--- Supplied data ---

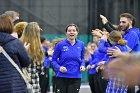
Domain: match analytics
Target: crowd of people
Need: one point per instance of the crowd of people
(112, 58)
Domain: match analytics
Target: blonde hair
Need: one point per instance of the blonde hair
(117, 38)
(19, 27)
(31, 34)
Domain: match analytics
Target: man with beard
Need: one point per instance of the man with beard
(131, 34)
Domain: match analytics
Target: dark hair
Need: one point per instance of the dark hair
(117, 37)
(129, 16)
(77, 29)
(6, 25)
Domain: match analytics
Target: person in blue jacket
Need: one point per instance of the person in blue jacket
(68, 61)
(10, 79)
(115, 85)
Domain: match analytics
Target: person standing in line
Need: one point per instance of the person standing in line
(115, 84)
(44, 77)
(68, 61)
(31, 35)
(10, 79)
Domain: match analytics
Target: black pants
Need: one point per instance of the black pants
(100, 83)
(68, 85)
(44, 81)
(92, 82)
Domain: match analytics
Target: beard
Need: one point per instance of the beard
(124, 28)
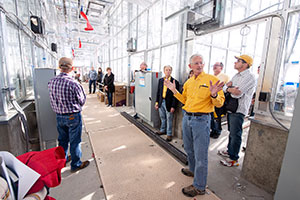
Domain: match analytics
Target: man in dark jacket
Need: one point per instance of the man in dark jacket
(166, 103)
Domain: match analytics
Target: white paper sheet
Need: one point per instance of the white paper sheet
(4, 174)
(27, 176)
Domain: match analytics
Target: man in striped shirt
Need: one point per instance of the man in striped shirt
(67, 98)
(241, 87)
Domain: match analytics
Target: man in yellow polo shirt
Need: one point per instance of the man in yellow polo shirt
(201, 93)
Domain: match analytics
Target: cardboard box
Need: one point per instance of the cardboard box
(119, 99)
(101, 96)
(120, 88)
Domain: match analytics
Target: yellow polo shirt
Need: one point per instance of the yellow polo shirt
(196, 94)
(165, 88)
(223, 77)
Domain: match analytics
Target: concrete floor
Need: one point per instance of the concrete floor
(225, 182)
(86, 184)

---
--- Supplied data ---

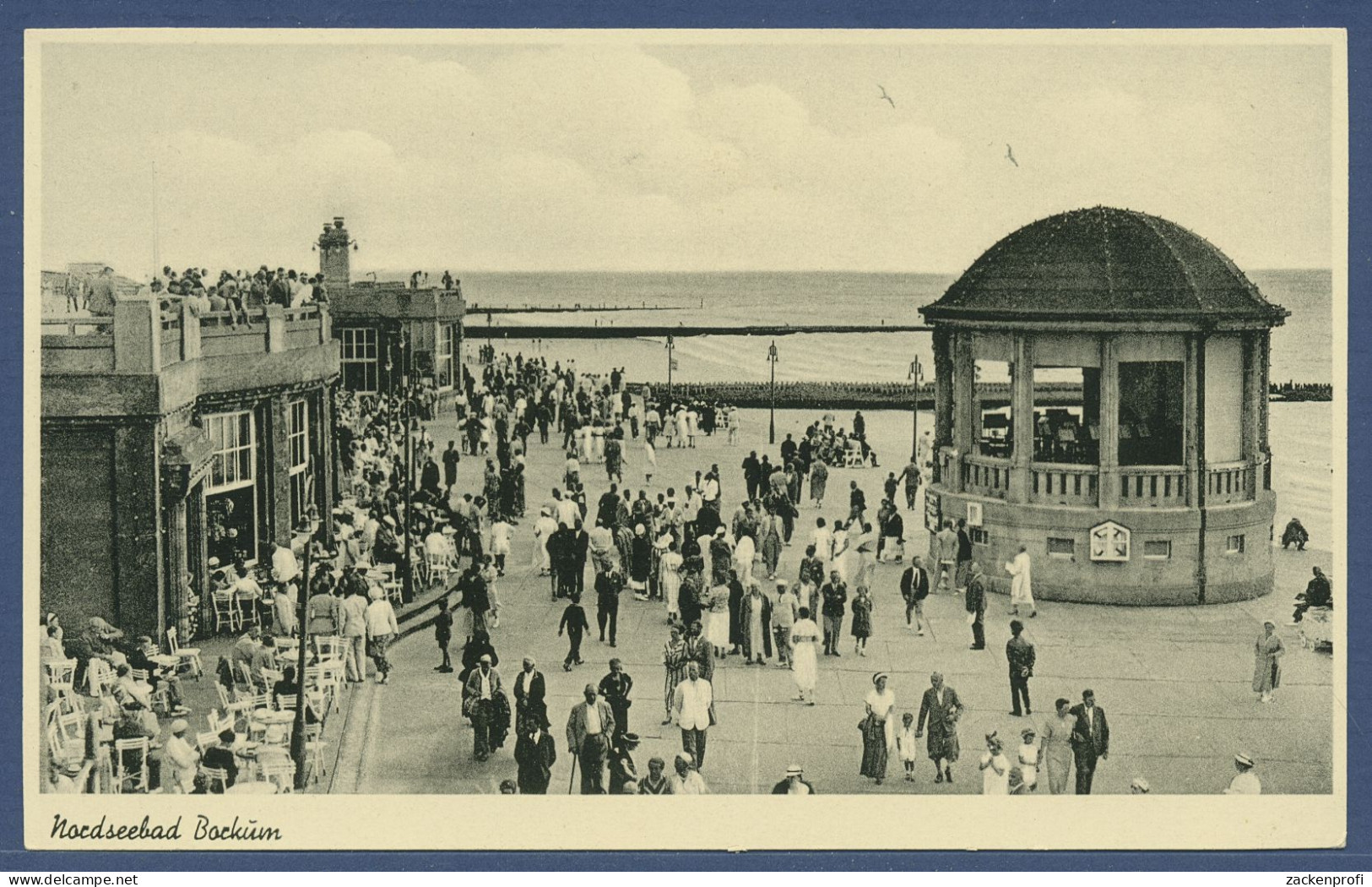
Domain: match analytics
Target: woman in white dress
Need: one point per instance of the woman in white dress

---
--- Supplied data ---

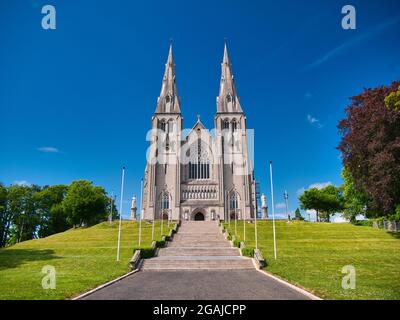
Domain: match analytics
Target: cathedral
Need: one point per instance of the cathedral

---

Goal: Copy out every line in the records that contains the word "black". Case counts, so match capital and lowercase letters exactly.

Task answer:
Target: black pants
Need: one point per instance of the black pants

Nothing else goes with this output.